用两句话概括下文关于辽宁省Y村礼物货币化的摘要。

[待读摘录]:
━━━

【丝路学风】互惠实践中的礼物变迁——基于辽宁省Y村礼物货币化的人类学考察

学术   2024-12-26 20:00   云南  

【作者简介】刘士缘,女,博士研究生,主要从事经济人类学研究。

【基金项目】辽宁省经济社会发展研究课题青年人才委托项目“辽宁民族传统村落空间更新与活化策略研究”(项目编号:20241s1qnrckt-048)。


【摘要】近年来,中国乡村社会在人情礼往中,逐渐出现了以礼金取代实物的趋势。一些研究者倾向于将这种“礼物货币化”现象视为“人情异化”,并加以批判。这类观点造成了对中国乡村礼物经济体系的误解。事实上,货币化礼物早在先秦时期就已存在,且不少实物礼品亦需用货币购买。本文通过对辽宁省Y村礼物货币化现象的田野调查发现,当原有的礼物形式不再适应社会需要时,就会被实践主体抛弃。大多数实物礼品的消失,根本原因在于其不再适应社会的需要,丧失了原有的社会功能。礼物的情意表达,是由礼物的稀缺性、具体文化情境、双方社会关系等因素共同决定的,与礼物的外在形式是货币还是实物无关。因而不能因为礼物货币化,就忽视其所包含的人情价值。

━━━

[数据列表]:
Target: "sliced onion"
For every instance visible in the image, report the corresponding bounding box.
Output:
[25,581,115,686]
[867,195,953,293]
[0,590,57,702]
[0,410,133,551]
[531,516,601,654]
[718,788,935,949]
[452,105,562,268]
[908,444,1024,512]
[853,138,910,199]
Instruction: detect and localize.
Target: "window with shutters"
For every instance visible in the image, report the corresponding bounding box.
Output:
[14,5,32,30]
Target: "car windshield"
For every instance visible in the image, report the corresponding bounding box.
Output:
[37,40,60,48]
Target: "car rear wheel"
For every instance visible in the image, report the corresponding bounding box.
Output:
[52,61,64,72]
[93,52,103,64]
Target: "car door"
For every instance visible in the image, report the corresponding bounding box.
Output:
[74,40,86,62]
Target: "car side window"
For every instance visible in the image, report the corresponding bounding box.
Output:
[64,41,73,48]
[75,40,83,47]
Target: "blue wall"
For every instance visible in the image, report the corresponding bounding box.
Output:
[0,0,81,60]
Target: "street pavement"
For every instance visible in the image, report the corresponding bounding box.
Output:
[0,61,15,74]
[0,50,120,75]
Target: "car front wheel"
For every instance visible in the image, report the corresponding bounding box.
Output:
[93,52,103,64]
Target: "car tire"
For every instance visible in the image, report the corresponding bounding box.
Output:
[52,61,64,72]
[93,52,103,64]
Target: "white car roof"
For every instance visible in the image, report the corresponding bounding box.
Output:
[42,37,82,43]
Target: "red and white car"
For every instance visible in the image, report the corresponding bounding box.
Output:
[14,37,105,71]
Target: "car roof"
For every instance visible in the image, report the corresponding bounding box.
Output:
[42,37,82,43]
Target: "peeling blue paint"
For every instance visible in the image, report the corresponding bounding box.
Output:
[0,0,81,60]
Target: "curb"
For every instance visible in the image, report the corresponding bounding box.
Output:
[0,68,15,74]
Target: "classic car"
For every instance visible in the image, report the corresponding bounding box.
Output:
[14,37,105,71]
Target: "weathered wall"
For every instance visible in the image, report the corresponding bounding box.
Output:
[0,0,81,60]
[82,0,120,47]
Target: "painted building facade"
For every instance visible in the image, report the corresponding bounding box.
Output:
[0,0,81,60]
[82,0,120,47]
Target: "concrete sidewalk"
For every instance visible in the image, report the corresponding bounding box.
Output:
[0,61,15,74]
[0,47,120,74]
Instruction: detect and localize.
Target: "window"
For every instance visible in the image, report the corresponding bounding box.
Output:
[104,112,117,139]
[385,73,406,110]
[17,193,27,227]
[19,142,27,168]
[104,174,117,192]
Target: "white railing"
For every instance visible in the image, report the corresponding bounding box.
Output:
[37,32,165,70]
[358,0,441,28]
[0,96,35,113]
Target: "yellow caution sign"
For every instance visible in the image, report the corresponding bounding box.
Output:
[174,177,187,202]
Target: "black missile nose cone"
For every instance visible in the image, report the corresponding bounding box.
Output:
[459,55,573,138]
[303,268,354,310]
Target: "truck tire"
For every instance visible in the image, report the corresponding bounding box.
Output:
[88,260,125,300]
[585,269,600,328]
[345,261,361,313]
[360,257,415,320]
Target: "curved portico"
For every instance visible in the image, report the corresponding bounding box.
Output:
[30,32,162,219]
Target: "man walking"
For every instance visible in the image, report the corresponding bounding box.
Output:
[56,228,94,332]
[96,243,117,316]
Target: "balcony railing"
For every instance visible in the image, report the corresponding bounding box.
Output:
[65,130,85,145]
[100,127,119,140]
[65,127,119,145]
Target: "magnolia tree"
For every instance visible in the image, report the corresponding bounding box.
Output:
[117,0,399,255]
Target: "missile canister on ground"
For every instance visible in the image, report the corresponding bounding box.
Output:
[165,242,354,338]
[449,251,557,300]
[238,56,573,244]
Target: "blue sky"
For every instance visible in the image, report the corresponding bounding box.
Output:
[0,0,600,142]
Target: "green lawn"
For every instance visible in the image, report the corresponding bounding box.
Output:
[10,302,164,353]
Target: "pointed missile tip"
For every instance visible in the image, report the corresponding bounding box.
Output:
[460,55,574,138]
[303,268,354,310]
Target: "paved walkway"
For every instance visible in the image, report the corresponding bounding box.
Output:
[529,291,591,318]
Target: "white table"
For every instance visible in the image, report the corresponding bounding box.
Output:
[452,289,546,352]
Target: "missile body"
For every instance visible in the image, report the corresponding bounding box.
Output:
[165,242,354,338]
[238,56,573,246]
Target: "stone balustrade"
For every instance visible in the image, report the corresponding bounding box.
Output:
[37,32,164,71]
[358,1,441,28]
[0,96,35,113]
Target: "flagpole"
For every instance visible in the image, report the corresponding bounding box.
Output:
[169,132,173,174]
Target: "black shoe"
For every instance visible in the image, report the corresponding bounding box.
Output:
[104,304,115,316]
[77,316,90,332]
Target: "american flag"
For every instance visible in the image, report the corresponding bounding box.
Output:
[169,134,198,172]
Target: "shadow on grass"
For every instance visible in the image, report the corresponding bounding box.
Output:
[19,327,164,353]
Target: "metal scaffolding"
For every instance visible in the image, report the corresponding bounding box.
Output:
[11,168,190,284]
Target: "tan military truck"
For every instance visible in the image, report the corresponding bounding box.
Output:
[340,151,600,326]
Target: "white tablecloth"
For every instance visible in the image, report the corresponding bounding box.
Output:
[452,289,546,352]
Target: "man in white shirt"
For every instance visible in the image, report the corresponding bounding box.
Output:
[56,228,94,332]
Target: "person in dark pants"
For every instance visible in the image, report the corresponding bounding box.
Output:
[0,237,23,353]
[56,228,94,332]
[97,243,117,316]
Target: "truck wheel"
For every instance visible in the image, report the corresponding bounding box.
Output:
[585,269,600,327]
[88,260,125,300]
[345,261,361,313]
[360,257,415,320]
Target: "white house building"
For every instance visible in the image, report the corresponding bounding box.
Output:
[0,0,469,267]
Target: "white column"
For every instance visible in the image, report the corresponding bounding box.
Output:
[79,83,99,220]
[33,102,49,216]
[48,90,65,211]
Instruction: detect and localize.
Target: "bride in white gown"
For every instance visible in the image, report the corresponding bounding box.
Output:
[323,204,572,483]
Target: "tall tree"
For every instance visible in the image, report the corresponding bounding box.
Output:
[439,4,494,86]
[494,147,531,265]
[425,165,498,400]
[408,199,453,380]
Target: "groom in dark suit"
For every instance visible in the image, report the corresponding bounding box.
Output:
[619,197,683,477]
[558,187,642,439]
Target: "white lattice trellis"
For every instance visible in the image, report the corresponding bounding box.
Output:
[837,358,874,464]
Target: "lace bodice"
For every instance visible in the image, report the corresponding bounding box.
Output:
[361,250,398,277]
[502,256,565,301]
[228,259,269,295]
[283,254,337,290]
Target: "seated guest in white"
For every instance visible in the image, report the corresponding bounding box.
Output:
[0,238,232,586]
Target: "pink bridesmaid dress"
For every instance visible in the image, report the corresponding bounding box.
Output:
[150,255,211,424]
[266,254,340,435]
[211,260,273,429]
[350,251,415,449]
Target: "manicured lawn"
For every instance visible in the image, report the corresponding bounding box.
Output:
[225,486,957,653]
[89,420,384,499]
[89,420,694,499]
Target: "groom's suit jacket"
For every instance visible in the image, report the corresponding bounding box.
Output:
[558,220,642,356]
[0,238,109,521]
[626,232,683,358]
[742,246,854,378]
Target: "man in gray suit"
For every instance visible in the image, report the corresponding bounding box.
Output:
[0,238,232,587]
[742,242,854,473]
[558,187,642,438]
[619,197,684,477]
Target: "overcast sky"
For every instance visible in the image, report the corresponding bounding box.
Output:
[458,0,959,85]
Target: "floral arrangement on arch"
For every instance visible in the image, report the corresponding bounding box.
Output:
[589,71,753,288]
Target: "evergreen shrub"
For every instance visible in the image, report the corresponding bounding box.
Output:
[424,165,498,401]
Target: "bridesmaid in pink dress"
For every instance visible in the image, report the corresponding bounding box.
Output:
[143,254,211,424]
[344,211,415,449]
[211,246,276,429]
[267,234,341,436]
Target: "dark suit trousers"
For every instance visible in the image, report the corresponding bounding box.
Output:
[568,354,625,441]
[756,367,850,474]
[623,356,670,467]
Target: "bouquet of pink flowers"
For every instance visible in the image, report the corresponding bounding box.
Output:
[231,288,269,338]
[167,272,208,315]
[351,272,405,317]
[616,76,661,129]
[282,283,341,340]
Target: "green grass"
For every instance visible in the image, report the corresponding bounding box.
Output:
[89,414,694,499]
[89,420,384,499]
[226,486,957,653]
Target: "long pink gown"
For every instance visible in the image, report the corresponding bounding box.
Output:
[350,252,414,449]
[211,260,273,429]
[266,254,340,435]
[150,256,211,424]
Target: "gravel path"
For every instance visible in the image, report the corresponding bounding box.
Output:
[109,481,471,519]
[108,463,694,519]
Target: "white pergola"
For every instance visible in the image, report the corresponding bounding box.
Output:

━━━

[处理结果]: 近年来中国乡村人情往来中出现了以礼金取代实物的趋势，一些研究者将其视为"人情异化"加以批判，但这类观点误解了乡村礼物经济体系，事实上货币化礼物早在先秦时期就已存在。基于辽宁省Y村的田野调查，文章认为大多数实物礼品消失的根本原因是其不再适应社会需要，而礼物的情意表达由稀缺性、具体文化情境和双方社会关系等因素共同决定，与其形式是货币还是实物无关。